— ACTIVITY —
Your output should repeat each record below with no differences.

— EXCERPTED RECORDS —
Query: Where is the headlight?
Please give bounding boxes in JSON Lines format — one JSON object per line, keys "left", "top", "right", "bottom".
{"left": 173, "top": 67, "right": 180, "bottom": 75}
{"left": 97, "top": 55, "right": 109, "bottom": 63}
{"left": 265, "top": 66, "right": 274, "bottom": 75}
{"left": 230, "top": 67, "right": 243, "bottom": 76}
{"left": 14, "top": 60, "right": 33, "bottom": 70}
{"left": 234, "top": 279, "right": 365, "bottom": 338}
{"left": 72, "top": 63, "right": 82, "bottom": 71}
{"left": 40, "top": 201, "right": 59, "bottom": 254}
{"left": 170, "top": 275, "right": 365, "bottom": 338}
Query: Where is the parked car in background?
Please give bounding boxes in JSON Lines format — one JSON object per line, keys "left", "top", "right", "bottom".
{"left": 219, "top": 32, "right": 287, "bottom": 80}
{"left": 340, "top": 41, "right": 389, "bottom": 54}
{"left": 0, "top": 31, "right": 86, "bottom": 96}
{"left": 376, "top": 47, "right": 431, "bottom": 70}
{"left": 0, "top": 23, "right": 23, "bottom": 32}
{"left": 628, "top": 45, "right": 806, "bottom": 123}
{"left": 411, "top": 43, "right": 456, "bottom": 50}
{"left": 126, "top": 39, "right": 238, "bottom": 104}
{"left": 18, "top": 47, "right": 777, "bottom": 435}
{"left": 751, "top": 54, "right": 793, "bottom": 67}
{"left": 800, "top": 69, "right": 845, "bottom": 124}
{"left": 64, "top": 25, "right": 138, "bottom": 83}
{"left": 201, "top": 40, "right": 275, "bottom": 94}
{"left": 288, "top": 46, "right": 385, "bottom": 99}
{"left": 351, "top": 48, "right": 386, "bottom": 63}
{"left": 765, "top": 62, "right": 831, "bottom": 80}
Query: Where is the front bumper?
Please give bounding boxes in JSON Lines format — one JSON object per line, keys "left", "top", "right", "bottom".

— TASK OUTPUT —
Query: Where is the headlight?
Please give bounding boxes in JSON Lines format — one JSON object per line, keys "left", "top", "right", "bottom".
{"left": 173, "top": 67, "right": 180, "bottom": 75}
{"left": 97, "top": 55, "right": 109, "bottom": 63}
{"left": 265, "top": 66, "right": 274, "bottom": 75}
{"left": 230, "top": 67, "right": 243, "bottom": 76}
{"left": 14, "top": 60, "right": 33, "bottom": 70}
{"left": 234, "top": 279, "right": 365, "bottom": 338}
{"left": 72, "top": 63, "right": 82, "bottom": 71}
{"left": 40, "top": 201, "right": 59, "bottom": 254}
{"left": 170, "top": 275, "right": 365, "bottom": 338}
Query: Where is the parked car in background?
Please give bounding boxes in JSON Lines format — one JSON object per line, keys "left", "top", "right", "bottom".
{"left": 219, "top": 32, "right": 287, "bottom": 80}
{"left": 340, "top": 41, "right": 389, "bottom": 54}
{"left": 0, "top": 31, "right": 86, "bottom": 96}
{"left": 376, "top": 47, "right": 431, "bottom": 70}
{"left": 0, "top": 23, "right": 23, "bottom": 32}
{"left": 628, "top": 45, "right": 806, "bottom": 123}
{"left": 411, "top": 43, "right": 456, "bottom": 50}
{"left": 126, "top": 39, "right": 238, "bottom": 104}
{"left": 18, "top": 47, "right": 777, "bottom": 435}
{"left": 751, "top": 54, "right": 793, "bottom": 67}
{"left": 800, "top": 69, "right": 845, "bottom": 124}
{"left": 64, "top": 25, "right": 138, "bottom": 83}
{"left": 201, "top": 40, "right": 275, "bottom": 94}
{"left": 288, "top": 46, "right": 385, "bottom": 99}
{"left": 351, "top": 48, "right": 386, "bottom": 63}
{"left": 765, "top": 62, "right": 831, "bottom": 80}
Query: Where is the front bumper?
Please give bounding boxes in JSON Lines format — one JSON object per line, keys "left", "top", "right", "bottom".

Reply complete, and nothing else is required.